Listed records:
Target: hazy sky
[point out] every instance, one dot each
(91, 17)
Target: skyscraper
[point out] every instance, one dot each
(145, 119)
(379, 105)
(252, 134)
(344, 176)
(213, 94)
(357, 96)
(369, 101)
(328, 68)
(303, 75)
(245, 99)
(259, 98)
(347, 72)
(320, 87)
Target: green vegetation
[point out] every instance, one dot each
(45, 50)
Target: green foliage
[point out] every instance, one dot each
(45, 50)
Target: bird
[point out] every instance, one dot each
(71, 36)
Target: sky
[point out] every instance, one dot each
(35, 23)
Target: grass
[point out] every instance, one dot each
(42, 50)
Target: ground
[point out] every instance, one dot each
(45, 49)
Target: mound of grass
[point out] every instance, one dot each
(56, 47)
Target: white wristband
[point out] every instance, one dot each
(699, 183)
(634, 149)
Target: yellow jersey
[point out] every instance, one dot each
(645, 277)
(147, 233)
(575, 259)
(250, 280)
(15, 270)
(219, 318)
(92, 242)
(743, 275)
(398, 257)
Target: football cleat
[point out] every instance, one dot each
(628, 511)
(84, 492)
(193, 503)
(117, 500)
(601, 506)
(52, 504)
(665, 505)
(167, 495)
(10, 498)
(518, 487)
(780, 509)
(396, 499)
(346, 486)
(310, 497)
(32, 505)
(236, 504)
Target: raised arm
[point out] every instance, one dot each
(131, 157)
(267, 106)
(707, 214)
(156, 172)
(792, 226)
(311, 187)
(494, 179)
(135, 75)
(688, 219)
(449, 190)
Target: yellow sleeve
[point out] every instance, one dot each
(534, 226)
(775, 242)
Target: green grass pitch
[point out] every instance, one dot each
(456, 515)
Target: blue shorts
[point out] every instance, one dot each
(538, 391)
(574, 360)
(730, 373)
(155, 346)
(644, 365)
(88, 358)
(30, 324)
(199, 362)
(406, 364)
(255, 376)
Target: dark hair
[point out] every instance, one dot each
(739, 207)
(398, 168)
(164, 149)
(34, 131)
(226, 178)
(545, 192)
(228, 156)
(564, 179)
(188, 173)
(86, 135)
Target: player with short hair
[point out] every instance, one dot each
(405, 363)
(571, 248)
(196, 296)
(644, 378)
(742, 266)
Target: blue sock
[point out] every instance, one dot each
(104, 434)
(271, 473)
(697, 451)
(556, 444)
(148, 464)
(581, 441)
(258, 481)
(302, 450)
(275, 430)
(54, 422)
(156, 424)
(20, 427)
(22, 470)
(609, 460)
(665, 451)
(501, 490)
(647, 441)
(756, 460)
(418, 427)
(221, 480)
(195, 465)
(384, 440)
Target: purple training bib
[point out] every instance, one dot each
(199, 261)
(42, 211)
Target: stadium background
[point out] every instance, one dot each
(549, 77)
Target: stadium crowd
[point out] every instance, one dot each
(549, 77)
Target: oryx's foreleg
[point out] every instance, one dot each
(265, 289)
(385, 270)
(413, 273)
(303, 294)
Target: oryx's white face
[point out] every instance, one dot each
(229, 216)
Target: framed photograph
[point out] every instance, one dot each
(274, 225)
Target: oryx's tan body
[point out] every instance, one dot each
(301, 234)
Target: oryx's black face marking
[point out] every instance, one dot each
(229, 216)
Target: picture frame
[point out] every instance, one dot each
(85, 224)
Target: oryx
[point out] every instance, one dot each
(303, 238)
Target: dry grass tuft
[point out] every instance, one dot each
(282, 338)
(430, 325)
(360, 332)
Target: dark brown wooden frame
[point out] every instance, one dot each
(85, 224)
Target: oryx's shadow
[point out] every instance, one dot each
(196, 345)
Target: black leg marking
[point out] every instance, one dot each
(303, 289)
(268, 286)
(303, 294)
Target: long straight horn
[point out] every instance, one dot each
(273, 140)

Work to complete:
The answer must restate each entry word for word.

Output of the exercise:
Target: hazy sky
[point out] every instance, one dot each
(91, 17)
Target: skyscraper
[point out] every instance, one dot each
(145, 119)
(379, 105)
(252, 134)
(344, 176)
(213, 94)
(357, 96)
(369, 101)
(328, 68)
(303, 75)
(245, 99)
(259, 98)
(347, 72)
(320, 87)
Target: green vegetation
[point out] every instance, one dot each
(45, 50)
Target: green foliage
[point out] every instance, one dot each
(45, 50)
Target: bird
[point out] every instance, one dot each
(71, 36)
Target: sky
[point out] every instance, one dot each
(35, 23)
Target: grass
[point out] every instance, one dot each
(42, 50)
Target: ground
[point out] every instance, one dot each
(45, 49)
Target: mound of grass
[point out] every instance, one dot each
(56, 47)
Target: white wristband
[point out] every instance, one dot each
(699, 183)
(634, 149)
Target: yellow jersey
[point out] every instance, one dot each
(645, 277)
(147, 233)
(575, 259)
(250, 280)
(15, 270)
(219, 318)
(92, 242)
(743, 275)
(398, 257)
Target: football cleat
[point out] every instance, one dot each
(628, 511)
(84, 492)
(193, 503)
(117, 500)
(601, 506)
(52, 504)
(665, 505)
(167, 495)
(10, 498)
(518, 487)
(780, 509)
(396, 499)
(346, 486)
(310, 497)
(32, 505)
(236, 504)
Target: raised arm
[point out] every instance, one dot each
(131, 157)
(267, 106)
(707, 214)
(156, 172)
(792, 226)
(311, 187)
(494, 179)
(135, 75)
(688, 219)
(449, 190)
Target: yellow sleeve
[point out] every instance, one dot each
(534, 226)
(775, 242)
Target: green grass pitch
[point out] every instance, one dot each
(456, 515)
Target: blue shorts
[point out] every instance, one dot each
(538, 391)
(574, 360)
(730, 373)
(155, 346)
(644, 365)
(88, 358)
(30, 324)
(199, 362)
(406, 364)
(255, 376)
Target: dark hair
[point out] every instance, one dot each
(739, 207)
(398, 168)
(164, 149)
(34, 131)
(226, 178)
(545, 192)
(228, 156)
(564, 179)
(188, 173)
(86, 135)
Target: player with short hair
[point out] every instance, one dot each
(405, 363)
(571, 248)
(196, 296)
(644, 378)
(742, 266)
Target: blue sock
[point out] every instance, one dot each
(104, 434)
(271, 473)
(697, 451)
(556, 444)
(148, 464)
(581, 441)
(258, 481)
(302, 450)
(275, 430)
(54, 422)
(156, 424)
(20, 427)
(22, 470)
(609, 460)
(665, 451)
(501, 490)
(647, 441)
(756, 460)
(418, 427)
(221, 480)
(195, 465)
(384, 440)
Target: purple training bib
[point out] every instance, one dot each
(199, 261)
(42, 211)
Target: stadium background
[point out] every instance, one dot each
(549, 77)
Target: stadium crowd
[point out] every instance, one dot each
(549, 77)
Target: oryx's foreleg
[point out] every instance, one dot each
(265, 289)
(385, 270)
(413, 273)
(303, 294)
Target: oryx's white face
[point out] every instance, one dot each
(229, 216)
Target: framed photograph
[point out] every instance, one dot each
(274, 225)
Target: oryx's tan body
[point out] every instance, one dot each
(301, 234)
Target: oryx's black face marking
[point out] every instance, one dot each
(229, 216)
Target: picture frame
[point out] every instance, one dot each
(85, 224)
Target: oryx
[point out] every instance, one dot each
(303, 238)
Target: dry grass tuft
[point out] every instance, one dot each
(282, 338)
(430, 325)
(360, 332)
Target: dark brown wooden frame
[point out] every instance, one dot each
(85, 224)
Target: oryx's shadow
[point out] every instance, one dot each
(196, 345)
Target: black leg marking
[point out] every instance, one dot each
(303, 289)
(268, 286)
(303, 294)
Target: long straight horn
[point out] every instance, one dot each
(273, 140)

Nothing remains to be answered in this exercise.